Facts about Geraldine Ferraro

Geraldine Ferraro died at 75 years old
Born: August 26, 1935
Best known as: The first woman to be a major-party candidate for U.S. vice president

     

Geraldine Ferraro Biography

Geraldine Ferraro was the first woman ever to run on a major party presidential ticket in the United States. A Democrat, she was Walter Mondale‘s running mate in 1984 in his losing race with incumbent Republican President Ronald Reagan and his running mate George Bush.

Geraldine Anne Ferraro was born in Newburgh, near the Hudson River about an hour north of New York City. She graduated from Marymount College in 1956, and then from the Fordham School of Law in 1960.

In the 1970s she was a lawyer and then an assistant district attorney in Queens County, New York, before winning a seat in the U.S. Congress from New York’s 9th District in 1978. She was reelected to Congress in 1980 and 1982, and became known as a tough advocate for liberal positions, a colorful speaker and a proud Italian-American. (Her parents, Dominick and Antonetta Ferraro, were immigrants from Italy.)

Her surprise selection by Mondale in 1984 was a landmark event, but didn’t help the Democratic ticket in the end: the popular vote was about 54,167,000 for Reagan, 37,450,000 for Mondale. (The electoral vote was even worse: 525 for Reagan, 13 for Mondale, who carried only his home state of Minnesota and the District of Columbia.)

Natural-language object grounding data
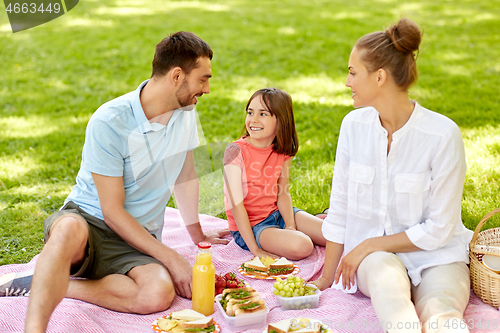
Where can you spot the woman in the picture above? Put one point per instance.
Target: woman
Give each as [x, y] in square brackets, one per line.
[396, 195]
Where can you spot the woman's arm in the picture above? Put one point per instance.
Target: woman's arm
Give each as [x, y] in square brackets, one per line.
[333, 252]
[284, 199]
[232, 177]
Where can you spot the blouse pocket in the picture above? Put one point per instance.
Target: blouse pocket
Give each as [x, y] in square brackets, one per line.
[410, 190]
[360, 192]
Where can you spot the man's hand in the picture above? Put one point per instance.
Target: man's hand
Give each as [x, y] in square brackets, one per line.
[181, 273]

Assignment 1
Revise the Geraldine Ferraro biography passage that begins at the words "Geraldine Ferraro was" and stops after "Law in 1960.", writing it out again with "incumbent" replaced by "sitting".
Assignment 2
Pick up the Geraldine Ferraro biography after its final sentence and continue it.
The rows have no connection to the Geraldine Ferraro biography.

Final answer 1
Geraldine Ferraro was the first woman ever to run on a major party presidential ticket in the United States. A Democrat, she was Walter Mondale‘s running mate in 1984 in his losing race with sitting Republican President Ronald Reagan and his running mate George Bush.

Geraldine Anne Ferraro was born in Newburgh, near the Hudson River about an hour north of New York City. She graduated from Marymount College in 1956, and then from the Fordham School of Law in 1960.

Final answer 2
Ferraro later ran unsuccessfully for the U.S. Senate in 1992 and 1998, was a Fellow of the Institute of Politics at Harvard’s John F. Kennedy School of Government (1998-92), and co-hosted the CNN political talk show Crossfire from 1996-97.

Geraldine Ferraro was diagnosed with multiple myeloma (blood cancer) in 1998, and she died in 2011 after a long struggle with the disease. She published a memoir, Ferraro: My Story, in 1985.

Extra credit

Geraldine Ferraro married real estate broker John Zaccaro on 16 July 1960, keeping her own name. They had three children: Donna (born 1962), John (b. 1964) and Laura (b. 1966)… Women had run for president in primaries and on non-major tickets before Ferraro, including Shirley Chisholm (1972, in the Democratic primaries) and Victoria Claflin Woodhull (1872, for the Equal Rights Party)… Barbara Bush said Ferraro was a word that “rhymed with rich” after the vice-presidential debate of 1984… According to the Women in Congress website, “Geraldine Ferraro excelled in academics, skipping the sixth through eighth grades and graduating early from high school in 1952.”